Render as a numbered list the portion of the items below that opens with the line containing "Would you mind picking out the countertop edge" and closes with the line containing "<point>86,54</point>", both lines included and blank lines omitted.

(Stored entries)
··········

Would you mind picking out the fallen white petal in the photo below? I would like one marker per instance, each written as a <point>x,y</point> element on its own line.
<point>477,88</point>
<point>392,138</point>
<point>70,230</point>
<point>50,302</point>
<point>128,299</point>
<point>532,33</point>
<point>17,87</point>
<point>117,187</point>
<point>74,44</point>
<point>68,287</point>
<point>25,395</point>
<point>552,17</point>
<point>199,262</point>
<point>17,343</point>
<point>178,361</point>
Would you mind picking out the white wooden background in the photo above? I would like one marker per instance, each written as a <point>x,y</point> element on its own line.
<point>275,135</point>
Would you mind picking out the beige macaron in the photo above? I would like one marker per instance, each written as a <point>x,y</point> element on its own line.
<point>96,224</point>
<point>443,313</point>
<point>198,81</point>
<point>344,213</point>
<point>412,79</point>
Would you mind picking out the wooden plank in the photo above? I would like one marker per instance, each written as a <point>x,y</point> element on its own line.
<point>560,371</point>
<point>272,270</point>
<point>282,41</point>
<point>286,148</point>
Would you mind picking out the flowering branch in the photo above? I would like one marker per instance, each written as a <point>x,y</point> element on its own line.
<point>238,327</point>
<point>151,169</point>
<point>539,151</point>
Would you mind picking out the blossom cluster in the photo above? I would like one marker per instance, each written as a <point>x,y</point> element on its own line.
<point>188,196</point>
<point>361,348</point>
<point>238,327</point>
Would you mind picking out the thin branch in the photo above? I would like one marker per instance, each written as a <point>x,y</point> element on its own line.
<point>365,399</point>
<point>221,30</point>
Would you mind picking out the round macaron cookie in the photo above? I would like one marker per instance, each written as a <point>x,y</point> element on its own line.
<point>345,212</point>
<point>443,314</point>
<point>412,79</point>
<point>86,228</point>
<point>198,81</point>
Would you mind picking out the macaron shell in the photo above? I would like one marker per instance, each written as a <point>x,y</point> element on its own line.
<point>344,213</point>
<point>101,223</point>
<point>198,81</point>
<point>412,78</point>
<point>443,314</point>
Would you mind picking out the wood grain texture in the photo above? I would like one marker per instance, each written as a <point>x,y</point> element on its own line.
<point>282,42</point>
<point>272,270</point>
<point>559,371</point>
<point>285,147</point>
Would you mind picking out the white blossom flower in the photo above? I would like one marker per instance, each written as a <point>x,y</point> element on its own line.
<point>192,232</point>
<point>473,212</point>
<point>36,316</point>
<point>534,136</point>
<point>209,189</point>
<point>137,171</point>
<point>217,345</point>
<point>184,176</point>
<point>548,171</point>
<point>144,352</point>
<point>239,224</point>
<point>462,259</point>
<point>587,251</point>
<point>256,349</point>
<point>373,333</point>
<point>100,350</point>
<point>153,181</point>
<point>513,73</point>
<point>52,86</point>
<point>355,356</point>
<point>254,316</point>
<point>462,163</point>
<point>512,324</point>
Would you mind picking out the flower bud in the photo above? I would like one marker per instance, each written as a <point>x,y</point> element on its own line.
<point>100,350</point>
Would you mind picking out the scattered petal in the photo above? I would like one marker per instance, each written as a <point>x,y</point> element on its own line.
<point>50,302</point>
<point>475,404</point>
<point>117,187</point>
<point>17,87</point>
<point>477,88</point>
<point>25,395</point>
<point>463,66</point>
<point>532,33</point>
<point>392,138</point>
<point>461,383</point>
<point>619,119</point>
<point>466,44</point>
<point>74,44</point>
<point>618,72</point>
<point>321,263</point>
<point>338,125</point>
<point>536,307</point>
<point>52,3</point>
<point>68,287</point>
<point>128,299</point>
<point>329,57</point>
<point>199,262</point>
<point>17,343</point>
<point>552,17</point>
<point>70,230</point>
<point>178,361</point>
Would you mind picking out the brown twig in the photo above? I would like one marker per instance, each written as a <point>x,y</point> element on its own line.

··········

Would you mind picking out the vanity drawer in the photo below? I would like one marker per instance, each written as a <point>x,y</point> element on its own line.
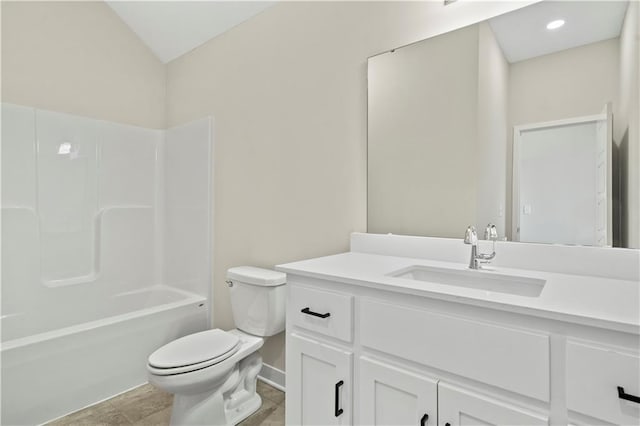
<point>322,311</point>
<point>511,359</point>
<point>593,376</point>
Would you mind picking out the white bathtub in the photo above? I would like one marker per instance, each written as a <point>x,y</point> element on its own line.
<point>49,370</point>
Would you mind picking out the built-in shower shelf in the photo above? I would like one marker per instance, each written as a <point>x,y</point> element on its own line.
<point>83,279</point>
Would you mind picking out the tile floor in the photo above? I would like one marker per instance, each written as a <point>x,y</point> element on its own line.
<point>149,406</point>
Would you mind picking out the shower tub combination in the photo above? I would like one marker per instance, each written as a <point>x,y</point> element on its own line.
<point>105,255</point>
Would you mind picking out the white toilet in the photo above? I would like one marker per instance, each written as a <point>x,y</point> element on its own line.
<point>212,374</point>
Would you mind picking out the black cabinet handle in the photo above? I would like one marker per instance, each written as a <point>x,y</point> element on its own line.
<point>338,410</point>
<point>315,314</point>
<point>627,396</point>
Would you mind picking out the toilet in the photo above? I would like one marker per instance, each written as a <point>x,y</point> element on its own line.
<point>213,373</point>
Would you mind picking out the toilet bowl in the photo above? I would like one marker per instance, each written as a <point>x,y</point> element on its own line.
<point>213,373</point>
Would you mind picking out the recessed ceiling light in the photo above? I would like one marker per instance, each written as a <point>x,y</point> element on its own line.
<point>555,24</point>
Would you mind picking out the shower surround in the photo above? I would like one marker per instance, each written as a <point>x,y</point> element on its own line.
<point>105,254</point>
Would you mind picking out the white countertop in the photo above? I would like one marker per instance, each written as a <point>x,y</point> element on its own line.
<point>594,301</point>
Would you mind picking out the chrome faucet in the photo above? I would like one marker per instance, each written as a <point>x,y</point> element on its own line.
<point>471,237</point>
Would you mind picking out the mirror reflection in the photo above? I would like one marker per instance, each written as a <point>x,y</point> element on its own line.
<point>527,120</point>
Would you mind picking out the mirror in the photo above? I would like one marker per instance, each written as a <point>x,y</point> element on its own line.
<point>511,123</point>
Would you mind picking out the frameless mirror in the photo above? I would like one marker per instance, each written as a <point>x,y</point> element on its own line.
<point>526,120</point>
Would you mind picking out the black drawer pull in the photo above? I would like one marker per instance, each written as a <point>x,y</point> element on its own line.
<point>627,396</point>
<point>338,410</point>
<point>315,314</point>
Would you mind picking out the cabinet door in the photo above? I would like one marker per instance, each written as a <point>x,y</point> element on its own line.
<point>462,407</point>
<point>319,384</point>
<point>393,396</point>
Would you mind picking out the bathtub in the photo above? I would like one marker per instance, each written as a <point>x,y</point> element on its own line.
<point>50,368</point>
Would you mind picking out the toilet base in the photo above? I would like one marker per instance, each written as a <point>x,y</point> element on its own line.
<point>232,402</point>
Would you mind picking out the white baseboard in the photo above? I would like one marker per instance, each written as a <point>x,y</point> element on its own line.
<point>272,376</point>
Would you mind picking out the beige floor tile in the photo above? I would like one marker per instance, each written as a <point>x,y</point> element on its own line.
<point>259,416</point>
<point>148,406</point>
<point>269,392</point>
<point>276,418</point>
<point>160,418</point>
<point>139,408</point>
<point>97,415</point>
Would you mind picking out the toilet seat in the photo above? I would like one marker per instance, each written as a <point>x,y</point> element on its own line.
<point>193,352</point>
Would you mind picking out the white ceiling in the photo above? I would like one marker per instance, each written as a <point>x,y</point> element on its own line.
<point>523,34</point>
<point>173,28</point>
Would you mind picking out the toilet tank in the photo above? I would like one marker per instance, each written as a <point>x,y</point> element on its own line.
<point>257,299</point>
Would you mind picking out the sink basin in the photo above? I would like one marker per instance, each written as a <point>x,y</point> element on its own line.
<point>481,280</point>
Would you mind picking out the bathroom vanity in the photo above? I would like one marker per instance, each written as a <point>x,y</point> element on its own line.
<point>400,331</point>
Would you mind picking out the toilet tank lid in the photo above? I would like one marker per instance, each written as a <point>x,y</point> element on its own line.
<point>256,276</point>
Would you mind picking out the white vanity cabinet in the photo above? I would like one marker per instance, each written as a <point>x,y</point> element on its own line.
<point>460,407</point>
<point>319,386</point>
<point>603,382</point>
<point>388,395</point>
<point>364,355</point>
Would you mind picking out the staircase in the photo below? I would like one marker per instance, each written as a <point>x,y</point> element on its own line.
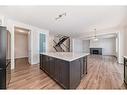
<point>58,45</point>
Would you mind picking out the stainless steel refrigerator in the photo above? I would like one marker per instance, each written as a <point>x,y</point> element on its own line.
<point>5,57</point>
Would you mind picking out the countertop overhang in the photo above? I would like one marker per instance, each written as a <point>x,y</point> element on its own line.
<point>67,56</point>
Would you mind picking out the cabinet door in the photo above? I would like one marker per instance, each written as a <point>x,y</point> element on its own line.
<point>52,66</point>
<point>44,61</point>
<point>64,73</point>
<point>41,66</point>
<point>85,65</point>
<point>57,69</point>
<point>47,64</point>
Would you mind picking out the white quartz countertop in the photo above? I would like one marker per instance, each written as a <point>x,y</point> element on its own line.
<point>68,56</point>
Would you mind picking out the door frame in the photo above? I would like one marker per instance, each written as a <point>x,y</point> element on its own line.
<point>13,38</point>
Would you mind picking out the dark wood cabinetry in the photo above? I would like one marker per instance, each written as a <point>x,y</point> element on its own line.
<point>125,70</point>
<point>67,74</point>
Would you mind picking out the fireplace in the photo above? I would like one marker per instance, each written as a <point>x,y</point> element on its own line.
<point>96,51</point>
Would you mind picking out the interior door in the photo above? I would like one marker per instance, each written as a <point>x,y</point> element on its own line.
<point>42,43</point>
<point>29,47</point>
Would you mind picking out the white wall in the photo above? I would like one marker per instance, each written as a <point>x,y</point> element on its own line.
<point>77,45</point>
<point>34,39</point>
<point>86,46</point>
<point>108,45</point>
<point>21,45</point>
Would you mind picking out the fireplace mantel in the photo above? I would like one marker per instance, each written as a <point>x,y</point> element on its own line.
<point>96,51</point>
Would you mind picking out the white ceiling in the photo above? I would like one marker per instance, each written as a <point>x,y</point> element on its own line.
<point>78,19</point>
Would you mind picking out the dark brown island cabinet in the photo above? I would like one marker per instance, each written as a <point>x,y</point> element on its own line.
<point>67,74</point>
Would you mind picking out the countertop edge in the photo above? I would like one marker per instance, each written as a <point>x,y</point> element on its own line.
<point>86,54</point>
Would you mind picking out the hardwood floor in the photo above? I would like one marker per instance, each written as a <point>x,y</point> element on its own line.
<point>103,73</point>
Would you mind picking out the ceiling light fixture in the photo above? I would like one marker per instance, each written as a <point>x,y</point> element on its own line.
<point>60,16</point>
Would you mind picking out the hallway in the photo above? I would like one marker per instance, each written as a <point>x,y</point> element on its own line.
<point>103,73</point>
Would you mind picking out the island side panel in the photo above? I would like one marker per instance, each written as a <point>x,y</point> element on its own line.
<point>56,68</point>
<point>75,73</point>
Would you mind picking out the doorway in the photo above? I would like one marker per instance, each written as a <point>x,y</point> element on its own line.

··········

* EXPECTED ANSWER:
1. Would you mind picking out the countertop edge in the photo above? I would like one marker per instance, each written as a <point>x,y</point> element on its own line.
2. <point>86,54</point>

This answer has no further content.